(Coordinate annotation records)
START
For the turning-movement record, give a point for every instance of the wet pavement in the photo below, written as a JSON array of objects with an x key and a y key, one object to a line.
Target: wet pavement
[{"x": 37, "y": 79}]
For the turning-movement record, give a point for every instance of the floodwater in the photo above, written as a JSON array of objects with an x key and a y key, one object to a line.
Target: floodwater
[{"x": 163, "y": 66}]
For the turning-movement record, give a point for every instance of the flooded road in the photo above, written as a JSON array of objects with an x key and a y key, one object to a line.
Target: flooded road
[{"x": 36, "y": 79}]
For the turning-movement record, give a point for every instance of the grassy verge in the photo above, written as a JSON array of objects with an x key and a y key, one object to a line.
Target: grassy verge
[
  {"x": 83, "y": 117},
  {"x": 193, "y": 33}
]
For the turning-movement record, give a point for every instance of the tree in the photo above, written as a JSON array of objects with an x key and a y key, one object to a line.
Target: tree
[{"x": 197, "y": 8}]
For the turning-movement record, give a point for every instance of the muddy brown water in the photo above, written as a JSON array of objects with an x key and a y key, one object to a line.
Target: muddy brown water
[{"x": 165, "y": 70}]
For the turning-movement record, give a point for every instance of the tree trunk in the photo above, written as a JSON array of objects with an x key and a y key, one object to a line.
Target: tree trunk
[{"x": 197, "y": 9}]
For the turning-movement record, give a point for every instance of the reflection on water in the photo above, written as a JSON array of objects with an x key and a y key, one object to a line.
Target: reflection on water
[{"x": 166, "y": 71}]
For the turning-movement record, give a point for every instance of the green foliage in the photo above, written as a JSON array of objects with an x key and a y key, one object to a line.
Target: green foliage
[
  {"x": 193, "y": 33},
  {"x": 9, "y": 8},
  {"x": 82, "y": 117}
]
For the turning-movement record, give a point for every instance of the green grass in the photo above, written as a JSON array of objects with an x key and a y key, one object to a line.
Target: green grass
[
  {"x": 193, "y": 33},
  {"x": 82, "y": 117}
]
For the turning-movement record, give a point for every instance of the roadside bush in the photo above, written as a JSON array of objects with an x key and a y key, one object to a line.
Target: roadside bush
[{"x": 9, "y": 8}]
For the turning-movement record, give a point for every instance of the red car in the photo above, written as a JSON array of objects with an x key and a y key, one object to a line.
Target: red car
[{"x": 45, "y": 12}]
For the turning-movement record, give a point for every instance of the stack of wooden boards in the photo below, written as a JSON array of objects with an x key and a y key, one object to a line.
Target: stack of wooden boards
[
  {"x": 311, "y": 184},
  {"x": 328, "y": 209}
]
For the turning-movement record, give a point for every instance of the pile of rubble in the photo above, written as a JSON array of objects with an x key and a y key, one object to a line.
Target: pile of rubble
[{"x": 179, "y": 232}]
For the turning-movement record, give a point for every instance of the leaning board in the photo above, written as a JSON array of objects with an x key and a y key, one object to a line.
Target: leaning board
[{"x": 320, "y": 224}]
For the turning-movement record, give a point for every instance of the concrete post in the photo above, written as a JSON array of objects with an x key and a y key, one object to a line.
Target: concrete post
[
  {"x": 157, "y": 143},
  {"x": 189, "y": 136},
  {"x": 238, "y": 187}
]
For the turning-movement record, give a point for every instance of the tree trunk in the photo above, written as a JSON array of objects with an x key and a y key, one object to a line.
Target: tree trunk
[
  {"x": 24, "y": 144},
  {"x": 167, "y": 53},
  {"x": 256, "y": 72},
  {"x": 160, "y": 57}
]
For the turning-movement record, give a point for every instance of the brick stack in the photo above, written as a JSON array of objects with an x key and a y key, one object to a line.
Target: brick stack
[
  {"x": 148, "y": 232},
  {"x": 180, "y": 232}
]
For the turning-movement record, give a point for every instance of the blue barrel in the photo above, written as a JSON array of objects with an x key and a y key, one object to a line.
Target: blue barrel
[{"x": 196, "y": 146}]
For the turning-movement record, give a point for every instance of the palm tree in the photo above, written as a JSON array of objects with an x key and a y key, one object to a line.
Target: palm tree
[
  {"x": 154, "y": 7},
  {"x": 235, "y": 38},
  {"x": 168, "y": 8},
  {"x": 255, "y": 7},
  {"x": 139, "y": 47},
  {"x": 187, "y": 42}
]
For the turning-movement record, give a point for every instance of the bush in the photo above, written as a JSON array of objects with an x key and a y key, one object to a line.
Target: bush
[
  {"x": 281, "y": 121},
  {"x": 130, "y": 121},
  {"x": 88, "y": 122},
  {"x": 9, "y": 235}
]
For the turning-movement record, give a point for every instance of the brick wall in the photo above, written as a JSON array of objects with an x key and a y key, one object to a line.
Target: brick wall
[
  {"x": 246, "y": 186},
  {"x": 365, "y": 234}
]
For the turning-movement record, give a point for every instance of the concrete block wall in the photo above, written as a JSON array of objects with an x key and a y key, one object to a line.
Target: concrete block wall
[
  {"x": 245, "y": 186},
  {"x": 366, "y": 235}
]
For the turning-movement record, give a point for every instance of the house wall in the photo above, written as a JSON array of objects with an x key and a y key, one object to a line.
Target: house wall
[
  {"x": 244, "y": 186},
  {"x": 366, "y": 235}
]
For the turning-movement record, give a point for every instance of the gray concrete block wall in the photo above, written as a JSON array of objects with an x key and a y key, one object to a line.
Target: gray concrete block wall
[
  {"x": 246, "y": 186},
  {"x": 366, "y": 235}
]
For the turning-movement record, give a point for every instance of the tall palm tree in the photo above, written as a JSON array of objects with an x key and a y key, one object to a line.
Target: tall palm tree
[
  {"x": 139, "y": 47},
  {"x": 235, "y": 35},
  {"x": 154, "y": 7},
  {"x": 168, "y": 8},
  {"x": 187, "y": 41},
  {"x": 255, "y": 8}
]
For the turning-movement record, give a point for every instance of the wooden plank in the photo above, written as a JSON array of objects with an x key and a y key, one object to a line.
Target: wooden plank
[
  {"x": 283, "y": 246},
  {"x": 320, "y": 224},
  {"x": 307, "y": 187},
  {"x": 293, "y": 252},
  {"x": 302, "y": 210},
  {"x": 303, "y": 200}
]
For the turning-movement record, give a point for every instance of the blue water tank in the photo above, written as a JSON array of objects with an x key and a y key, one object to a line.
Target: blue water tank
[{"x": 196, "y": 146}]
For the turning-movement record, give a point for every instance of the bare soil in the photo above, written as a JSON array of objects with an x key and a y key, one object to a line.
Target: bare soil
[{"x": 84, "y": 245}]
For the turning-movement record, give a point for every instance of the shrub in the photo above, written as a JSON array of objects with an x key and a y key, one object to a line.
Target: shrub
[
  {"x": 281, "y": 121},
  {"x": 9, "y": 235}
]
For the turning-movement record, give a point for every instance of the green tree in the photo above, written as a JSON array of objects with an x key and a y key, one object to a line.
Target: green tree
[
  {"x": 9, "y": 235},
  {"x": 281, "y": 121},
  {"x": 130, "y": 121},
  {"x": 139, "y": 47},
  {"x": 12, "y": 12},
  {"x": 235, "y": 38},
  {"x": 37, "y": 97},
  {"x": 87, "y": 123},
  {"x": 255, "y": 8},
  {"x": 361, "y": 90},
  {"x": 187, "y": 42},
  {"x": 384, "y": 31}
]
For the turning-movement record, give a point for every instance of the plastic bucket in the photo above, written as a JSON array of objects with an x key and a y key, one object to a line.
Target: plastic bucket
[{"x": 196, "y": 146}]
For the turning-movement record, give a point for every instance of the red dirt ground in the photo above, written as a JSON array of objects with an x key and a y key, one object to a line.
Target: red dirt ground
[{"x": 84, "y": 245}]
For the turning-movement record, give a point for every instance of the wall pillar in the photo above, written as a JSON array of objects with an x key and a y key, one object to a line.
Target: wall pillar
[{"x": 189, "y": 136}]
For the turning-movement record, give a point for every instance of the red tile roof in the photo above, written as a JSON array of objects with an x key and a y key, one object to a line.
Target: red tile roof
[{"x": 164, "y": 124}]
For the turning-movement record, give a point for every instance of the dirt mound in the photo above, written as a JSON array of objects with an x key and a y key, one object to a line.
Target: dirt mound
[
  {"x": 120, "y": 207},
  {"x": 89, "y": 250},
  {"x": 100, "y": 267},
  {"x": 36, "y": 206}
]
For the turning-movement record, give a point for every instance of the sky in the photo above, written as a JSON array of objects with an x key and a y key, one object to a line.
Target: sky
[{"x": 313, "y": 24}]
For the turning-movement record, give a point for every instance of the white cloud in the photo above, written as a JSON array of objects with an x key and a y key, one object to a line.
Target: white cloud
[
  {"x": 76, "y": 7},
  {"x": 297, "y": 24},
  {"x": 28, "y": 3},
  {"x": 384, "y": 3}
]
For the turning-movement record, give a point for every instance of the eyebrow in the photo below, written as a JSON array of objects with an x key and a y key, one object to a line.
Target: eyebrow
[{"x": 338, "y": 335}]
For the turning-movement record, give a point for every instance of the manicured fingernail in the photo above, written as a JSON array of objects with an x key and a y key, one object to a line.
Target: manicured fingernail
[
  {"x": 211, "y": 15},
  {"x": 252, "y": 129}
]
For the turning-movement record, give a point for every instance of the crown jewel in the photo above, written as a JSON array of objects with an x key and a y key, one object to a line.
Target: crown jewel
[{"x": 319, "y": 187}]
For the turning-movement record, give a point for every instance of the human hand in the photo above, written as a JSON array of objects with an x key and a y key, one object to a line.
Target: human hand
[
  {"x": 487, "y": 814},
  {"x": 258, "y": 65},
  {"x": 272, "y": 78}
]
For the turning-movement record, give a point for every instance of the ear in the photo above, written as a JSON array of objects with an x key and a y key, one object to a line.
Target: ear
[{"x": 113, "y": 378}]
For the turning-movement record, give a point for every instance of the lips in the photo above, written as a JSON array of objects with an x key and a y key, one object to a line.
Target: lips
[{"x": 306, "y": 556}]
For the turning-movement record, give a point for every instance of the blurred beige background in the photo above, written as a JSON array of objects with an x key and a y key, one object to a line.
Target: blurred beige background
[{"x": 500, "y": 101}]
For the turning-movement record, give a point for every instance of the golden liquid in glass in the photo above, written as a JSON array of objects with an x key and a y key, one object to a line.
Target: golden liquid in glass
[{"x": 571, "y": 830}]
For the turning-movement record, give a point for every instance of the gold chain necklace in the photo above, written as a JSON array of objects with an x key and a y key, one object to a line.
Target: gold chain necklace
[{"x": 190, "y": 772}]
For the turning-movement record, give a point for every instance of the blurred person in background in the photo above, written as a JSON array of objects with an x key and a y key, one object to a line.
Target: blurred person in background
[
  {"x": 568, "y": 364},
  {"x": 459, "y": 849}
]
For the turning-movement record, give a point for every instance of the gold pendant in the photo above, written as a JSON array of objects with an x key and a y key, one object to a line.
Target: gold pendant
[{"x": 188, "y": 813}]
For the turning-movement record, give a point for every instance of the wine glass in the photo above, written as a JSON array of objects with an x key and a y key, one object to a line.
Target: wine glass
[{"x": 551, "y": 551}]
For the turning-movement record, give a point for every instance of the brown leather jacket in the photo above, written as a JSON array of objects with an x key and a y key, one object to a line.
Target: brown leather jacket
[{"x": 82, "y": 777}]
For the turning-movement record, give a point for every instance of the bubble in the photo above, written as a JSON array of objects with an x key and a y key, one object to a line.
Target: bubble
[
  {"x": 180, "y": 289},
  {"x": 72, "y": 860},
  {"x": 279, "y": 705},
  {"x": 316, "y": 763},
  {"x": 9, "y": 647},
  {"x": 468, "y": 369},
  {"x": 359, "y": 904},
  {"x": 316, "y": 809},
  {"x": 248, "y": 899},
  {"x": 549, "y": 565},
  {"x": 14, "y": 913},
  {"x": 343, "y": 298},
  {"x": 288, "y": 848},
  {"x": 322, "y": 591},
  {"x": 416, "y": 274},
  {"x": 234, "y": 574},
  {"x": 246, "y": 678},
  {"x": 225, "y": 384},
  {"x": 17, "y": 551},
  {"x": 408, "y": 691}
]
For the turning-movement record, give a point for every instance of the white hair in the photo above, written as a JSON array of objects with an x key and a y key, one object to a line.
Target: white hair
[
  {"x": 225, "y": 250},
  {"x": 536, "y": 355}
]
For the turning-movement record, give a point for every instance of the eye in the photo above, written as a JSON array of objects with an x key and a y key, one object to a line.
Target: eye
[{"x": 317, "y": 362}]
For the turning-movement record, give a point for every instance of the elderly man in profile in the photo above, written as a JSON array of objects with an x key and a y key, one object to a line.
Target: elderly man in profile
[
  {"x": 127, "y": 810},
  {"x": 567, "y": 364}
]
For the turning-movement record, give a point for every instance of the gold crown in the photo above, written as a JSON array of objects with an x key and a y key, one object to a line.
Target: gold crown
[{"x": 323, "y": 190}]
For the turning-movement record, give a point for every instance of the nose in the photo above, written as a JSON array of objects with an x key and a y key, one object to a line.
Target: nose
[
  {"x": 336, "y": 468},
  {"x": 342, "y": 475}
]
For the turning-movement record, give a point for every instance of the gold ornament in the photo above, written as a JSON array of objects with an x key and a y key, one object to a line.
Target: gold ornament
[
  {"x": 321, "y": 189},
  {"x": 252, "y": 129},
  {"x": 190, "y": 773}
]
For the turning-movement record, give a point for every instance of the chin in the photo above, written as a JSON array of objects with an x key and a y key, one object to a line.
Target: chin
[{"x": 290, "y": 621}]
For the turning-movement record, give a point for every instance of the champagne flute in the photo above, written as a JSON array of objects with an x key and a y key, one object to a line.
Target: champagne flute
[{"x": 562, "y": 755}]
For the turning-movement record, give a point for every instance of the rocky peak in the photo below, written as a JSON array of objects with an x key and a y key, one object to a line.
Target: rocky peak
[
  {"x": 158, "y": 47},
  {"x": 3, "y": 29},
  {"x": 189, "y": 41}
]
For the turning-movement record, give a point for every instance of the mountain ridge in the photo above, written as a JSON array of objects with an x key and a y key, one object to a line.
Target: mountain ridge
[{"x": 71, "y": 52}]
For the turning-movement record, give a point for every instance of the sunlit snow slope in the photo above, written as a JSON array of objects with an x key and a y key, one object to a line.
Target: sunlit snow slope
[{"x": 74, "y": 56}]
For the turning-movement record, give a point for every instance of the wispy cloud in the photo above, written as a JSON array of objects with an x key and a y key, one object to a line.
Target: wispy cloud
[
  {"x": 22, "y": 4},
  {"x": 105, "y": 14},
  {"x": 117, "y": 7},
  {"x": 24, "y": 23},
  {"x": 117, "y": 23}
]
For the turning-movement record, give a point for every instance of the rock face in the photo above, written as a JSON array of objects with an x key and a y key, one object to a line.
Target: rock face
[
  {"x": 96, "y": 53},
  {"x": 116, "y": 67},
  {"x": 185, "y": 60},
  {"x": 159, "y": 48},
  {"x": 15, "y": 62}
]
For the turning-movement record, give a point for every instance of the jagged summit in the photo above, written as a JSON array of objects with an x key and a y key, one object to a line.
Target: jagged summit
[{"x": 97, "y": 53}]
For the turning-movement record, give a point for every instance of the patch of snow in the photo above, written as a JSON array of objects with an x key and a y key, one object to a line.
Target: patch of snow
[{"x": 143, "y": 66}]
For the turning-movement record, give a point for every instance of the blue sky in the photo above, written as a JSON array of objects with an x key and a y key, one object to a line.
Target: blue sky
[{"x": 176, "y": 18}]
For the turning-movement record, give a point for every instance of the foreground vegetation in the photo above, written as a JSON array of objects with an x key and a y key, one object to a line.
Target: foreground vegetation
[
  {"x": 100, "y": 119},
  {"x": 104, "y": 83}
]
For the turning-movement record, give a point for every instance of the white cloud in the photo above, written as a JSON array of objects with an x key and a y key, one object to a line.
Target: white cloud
END
* [What is needed]:
Give back the lines above exactly, from the one with "the blue sky" through the last line.

* [Response below]:
For the turning-movement record, give a point for every instance of the blue sky in the photo above, written as a JSON array of objects with an x key and a y key, one object to a line.
Target: blue sky
[{"x": 176, "y": 18}]
For the turning-movement record, give a point for every instance of the foreground vegetation in the photo above, written as a JSON array of objects with an x key and a y key, one object to a line.
Target: foreground vegetation
[
  {"x": 100, "y": 119},
  {"x": 104, "y": 83}
]
For the turning-movement record, give a point for every instance of the white cloud in the photo above, written as a JSON array of objects with an x key and a y key, one object to a line.
Target: white cloud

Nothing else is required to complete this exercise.